PROBLEM: In the listing below, replace "single keypoint" with "single marker" and leave everything else unchanged. Start at the line that contains "the bird's back" and continue through the end of the listing, returning only those lines.

━━━━━ GIVEN DATA ━━━━━

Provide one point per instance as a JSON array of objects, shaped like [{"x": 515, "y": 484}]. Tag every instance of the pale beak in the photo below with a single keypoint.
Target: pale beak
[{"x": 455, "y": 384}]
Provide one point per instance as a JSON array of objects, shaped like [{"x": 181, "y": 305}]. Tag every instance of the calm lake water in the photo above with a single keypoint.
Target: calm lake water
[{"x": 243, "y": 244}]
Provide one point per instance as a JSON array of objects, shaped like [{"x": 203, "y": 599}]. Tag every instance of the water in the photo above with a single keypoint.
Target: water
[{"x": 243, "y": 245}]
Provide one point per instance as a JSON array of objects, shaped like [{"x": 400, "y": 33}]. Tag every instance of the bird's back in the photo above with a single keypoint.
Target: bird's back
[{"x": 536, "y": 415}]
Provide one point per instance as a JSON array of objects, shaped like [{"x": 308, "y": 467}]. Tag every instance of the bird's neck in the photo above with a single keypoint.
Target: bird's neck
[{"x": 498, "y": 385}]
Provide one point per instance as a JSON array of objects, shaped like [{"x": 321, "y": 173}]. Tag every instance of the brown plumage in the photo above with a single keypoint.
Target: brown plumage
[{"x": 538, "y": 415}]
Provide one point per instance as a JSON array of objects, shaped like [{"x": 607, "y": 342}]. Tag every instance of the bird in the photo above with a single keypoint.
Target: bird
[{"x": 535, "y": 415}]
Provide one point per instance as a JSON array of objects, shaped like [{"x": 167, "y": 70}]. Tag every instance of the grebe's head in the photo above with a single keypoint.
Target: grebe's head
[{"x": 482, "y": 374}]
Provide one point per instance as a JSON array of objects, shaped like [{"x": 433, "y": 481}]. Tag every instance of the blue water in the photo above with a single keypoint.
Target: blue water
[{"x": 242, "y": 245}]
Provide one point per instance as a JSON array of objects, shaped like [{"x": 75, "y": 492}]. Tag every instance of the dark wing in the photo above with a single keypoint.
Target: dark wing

━━━━━

EXERCISE SOLUTION:
Provide one point per instance as a JSON array of objects, shaped like [{"x": 400, "y": 33}]. Tag every instance of the bird's back in the photo above with a single marker.
Target: bird's back
[{"x": 536, "y": 415}]
Provide one point per instance as a JSON array of objects, shaped like [{"x": 308, "y": 467}]. Tag every instance of the bird's neck in the photo above with a single marker.
Target: bird's neck
[{"x": 498, "y": 385}]
Provide one point per instance as a JSON array of objects, shaped like [{"x": 321, "y": 173}]. Tag every instance of the brown plumage in the photo above with a single marker.
Target: brown plumage
[{"x": 538, "y": 415}]
Provide one point per instance as a JSON array of objects, shaped like [{"x": 607, "y": 342}]. Tag every instance of the bird in the photo above with a single marker.
Target: bird
[{"x": 535, "y": 415}]
Provide one point per instance as a JSON array of objects, shaped like [{"x": 167, "y": 70}]. Tag every instance of the grebe's head in the photo above with a single marker.
Target: grebe's head
[{"x": 482, "y": 374}]
Provide one point per instance as a JSON array of objects, shaped like [{"x": 433, "y": 481}]. Tag every instance of the blue water in the photo above with a single marker.
Target: blue water
[{"x": 242, "y": 245}]
Provide one point per instance as a JSON array of objects, shaped like [{"x": 75, "y": 492}]. Tag every instance of the dark wing in the photo above with a single marker.
Target: dark wing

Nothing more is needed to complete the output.